> _TÂCHE DEMANDÉE A_
Sélectionnez chaque ligne des enregistrements où figure le mot « weathered ».

> _TEXTE FOURNI_
Cela paraît-il utopique ? Ça l'est, comparé à la situation actuelle. Mais c'est possible. Les entreprises décideront peut-être de changer, mais nous ne pouvons pas attendre qu'elles le fassent. Il est essentiel que les utilisateurs des réseaux sociaux, les responsables politiques et les gouvernements, ainsi que les employés des entreprises eux-mêmes, exercent une pression publique. Et cette pression commence par la prise de conscience collective des dommages que les réseaux sociaux causent à nos familles et à nos institutions. Elle s'intensifie lorsque les gens refusent le statu quo et exigent des changements pour le bien de tous. Et elle triomphe lorsque nous agissons collectivement : lorsque nous, citoyens, changeons notre façon d'utiliser les réseaux sociaux et exigeons des décideurs politiques qu'ils modifient également la leur.

Ce travail a déjà commencé. Les gouvernements et les responsables politiques ont accru leur pression sur les réseaux sociaux, notamment par le biais de nouvelles mesures antitrust et de transparence publique. Au sein des entreprises, les salariés ont commencé à faire grève et à s'opposer aux politiques, actions et outils incompatibles avec le bien commun ou l'éthique collective. « The Social Dilemma » a été le film le plus regardé sur Netflix en septembre, un record pour un documentaire. Des millions de personnes l'ont visionné et ont partagé les effets négatifs des réseaux sociaux sur leur vie.

> _DONNÉES EXTRAITES_

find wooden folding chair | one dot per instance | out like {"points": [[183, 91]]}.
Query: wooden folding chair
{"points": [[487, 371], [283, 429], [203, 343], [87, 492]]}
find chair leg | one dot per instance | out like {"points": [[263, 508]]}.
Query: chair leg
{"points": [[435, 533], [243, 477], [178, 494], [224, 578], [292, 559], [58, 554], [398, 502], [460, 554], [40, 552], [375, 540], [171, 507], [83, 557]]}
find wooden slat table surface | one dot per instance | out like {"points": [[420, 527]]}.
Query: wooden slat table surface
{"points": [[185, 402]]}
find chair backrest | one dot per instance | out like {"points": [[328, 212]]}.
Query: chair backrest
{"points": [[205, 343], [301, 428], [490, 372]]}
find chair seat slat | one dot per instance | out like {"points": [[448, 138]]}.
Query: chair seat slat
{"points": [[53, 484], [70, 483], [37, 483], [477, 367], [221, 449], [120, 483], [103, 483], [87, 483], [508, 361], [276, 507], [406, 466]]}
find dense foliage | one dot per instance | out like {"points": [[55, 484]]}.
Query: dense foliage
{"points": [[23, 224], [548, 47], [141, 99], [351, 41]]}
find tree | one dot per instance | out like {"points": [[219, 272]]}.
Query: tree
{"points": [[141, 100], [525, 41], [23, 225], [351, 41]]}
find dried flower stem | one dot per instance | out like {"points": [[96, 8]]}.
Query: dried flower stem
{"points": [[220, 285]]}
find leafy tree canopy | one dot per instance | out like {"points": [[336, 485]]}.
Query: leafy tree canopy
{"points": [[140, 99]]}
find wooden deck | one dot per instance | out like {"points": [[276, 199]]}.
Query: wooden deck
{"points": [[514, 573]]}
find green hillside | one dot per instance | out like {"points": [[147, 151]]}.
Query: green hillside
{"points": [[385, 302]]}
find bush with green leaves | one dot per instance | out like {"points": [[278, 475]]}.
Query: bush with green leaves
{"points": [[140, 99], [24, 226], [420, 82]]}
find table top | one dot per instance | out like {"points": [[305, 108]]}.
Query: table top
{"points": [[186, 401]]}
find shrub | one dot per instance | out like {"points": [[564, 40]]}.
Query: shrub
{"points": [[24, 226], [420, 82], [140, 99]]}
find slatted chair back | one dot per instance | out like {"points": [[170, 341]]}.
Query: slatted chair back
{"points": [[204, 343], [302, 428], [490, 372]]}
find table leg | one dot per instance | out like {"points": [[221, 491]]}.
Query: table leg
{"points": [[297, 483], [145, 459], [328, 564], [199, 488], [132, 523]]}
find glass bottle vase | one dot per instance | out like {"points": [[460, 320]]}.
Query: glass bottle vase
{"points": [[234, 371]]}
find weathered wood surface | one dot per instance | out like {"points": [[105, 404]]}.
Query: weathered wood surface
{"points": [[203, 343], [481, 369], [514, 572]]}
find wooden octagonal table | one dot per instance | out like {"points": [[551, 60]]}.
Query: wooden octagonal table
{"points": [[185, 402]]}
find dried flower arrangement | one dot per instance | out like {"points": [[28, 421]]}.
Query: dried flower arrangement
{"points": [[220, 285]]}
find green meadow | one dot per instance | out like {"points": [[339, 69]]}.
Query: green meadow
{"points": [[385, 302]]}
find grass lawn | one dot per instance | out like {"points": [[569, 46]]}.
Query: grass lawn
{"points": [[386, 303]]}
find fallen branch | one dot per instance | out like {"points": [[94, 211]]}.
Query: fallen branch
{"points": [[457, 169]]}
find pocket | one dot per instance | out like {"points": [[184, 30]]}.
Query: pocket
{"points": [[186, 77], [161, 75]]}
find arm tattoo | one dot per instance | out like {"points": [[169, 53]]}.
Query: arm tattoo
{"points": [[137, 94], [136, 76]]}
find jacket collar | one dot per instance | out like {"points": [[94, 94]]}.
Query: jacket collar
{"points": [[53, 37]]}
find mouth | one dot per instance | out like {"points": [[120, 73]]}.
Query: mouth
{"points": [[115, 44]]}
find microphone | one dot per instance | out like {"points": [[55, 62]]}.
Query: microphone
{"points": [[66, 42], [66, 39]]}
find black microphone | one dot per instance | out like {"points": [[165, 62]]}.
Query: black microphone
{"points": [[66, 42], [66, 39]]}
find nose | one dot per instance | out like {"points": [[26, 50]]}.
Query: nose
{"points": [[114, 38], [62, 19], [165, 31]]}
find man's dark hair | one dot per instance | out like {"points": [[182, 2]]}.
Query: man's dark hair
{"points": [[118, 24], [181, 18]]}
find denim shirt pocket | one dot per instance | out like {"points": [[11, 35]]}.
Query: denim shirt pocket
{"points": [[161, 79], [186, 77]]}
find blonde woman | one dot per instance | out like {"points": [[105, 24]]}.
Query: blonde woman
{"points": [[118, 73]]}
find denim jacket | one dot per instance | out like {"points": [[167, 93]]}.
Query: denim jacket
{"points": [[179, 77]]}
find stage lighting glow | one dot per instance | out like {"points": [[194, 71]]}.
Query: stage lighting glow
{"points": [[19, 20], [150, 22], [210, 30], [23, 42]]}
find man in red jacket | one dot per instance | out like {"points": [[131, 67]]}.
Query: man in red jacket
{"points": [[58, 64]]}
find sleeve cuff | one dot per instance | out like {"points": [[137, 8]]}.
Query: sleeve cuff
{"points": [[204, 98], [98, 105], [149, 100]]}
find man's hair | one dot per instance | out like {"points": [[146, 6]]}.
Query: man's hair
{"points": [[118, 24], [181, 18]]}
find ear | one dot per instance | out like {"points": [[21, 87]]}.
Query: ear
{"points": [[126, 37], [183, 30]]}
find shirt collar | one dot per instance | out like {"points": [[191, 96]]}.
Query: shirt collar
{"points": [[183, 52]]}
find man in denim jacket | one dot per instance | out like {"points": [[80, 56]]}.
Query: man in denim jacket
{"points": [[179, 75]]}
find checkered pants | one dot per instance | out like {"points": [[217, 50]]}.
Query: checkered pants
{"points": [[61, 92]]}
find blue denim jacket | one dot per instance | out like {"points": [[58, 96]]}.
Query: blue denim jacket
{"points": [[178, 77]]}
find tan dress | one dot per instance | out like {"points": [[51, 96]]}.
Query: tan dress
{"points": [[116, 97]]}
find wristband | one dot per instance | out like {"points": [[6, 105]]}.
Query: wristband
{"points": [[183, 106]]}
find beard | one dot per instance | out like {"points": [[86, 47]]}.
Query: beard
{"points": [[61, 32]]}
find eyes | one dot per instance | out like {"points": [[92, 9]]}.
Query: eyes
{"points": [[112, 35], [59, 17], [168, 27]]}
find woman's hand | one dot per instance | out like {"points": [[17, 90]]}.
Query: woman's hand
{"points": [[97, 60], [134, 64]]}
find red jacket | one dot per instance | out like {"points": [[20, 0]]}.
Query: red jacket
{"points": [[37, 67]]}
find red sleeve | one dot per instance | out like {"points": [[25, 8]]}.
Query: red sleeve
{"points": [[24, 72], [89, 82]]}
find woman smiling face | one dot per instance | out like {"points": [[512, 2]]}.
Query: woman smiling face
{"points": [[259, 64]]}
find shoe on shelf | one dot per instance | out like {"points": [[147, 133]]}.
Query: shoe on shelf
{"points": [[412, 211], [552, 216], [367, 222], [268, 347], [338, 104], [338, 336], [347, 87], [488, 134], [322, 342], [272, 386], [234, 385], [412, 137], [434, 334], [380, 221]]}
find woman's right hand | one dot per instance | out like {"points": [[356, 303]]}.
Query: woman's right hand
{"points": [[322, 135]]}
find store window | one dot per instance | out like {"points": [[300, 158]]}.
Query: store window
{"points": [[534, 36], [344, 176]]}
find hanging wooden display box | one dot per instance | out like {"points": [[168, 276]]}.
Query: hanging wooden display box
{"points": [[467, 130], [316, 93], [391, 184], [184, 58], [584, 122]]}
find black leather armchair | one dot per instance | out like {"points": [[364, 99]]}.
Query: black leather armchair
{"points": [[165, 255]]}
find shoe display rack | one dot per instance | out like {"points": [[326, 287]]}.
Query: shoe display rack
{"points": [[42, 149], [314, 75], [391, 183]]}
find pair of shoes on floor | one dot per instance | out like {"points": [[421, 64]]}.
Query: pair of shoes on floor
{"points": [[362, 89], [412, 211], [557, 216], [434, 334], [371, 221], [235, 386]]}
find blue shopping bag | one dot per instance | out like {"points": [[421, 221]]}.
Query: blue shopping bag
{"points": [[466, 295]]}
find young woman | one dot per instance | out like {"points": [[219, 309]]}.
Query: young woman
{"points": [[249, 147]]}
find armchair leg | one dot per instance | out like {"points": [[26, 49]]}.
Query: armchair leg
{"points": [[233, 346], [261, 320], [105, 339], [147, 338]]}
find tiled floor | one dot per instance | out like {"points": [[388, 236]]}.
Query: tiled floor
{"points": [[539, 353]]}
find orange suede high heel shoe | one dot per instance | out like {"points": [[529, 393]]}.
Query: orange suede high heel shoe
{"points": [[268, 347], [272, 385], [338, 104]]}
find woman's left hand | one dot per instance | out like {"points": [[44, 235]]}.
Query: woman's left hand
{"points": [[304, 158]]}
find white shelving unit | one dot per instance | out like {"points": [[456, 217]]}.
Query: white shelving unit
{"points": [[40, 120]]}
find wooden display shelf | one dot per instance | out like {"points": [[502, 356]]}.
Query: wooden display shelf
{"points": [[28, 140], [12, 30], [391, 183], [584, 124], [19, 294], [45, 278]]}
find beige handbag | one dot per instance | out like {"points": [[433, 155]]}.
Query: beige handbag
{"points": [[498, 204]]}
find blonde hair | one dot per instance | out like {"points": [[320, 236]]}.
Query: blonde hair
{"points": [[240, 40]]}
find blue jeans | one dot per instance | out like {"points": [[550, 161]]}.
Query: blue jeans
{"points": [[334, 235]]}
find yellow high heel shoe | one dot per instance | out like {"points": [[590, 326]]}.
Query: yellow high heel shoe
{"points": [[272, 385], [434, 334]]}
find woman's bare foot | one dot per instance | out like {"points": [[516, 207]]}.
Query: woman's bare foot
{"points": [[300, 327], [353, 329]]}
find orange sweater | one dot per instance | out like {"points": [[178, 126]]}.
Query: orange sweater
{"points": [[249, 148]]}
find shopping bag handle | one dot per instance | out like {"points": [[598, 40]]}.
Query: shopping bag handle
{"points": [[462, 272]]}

> _TÂCHE DEMANDÉE B_
Répondez à ces questions sur le texte consacré aux réseaux sociaux.
(i) Par quoi commence la pression publique ?
(ii) Quel film a été le plus regardé sur Netflix en septembre ?
(iii) Qu'ont commencé à faire les salariés au sein des entreprises ?

> _SOLUTION A_
find weathered wood surface | one dot per instance | out like {"points": [[105, 404]]}.
Query: weathered wood surface

> _SOLUTION B_
(i) Par la prise de conscience collective des dommages que les réseaux sociaux causent à nos familles et à nos institutions.
(ii) « The Social Dilemma ».
(iii) Faire grève et s'opposer aux politiques, actions et outils incompatibles avec le bien commun ou l'éthique collective.